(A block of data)
-=-=-=-=-

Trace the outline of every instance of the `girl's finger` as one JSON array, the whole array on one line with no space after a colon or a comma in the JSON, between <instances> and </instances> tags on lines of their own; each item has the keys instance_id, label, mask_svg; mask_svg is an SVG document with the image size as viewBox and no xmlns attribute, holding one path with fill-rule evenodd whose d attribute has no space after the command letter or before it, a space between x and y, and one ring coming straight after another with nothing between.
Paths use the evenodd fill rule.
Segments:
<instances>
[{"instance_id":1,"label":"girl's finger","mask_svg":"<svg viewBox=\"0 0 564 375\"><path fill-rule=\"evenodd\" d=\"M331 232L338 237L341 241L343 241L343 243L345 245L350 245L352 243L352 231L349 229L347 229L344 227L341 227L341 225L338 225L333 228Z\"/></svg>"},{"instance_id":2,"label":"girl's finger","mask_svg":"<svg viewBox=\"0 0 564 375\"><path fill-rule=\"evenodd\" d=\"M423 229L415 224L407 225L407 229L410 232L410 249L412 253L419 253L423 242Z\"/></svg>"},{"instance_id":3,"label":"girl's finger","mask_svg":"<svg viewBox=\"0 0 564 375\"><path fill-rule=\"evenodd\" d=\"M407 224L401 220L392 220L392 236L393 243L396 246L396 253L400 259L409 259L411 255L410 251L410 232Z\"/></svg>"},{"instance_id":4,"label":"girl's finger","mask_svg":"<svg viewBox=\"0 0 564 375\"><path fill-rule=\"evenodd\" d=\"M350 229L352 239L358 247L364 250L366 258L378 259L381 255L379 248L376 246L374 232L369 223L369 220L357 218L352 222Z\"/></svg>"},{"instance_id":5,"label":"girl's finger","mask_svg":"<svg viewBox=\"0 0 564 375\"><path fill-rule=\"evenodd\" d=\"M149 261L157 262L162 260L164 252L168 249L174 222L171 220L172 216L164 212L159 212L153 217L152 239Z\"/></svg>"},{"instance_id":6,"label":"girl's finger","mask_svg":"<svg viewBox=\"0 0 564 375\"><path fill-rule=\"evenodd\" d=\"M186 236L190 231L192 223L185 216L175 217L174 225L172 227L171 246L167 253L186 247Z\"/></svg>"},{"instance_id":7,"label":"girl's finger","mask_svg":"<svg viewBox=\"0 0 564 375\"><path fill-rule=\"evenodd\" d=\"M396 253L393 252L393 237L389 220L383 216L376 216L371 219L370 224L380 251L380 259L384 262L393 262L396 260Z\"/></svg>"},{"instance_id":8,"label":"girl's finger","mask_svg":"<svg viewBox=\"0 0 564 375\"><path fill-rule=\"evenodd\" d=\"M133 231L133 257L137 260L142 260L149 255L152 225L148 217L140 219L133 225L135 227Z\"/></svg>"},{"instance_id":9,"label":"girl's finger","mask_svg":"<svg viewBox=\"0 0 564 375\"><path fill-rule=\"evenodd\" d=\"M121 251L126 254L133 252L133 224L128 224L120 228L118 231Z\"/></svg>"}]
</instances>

-=-=-=-=-

EXERCISE TASK:
Pick out every line in the listing that contains the string "instances". Case counts.

RESULT OF THE TASK:
Trace the outline of every instance of the `girl's finger` as one JSON array, the whole array on one line with no space after a colon or a comma in the JSON, between <instances> and </instances> tags on lines of their own; each item has the keys instance_id, label, mask_svg; mask_svg is an SVG document with the image size as viewBox and no xmlns attribute, holding one path with fill-rule evenodd whose d attribute has no space after the command letter or before it, a space between x and y, and one ring coming straight after another with nothing between.
<instances>
</instances>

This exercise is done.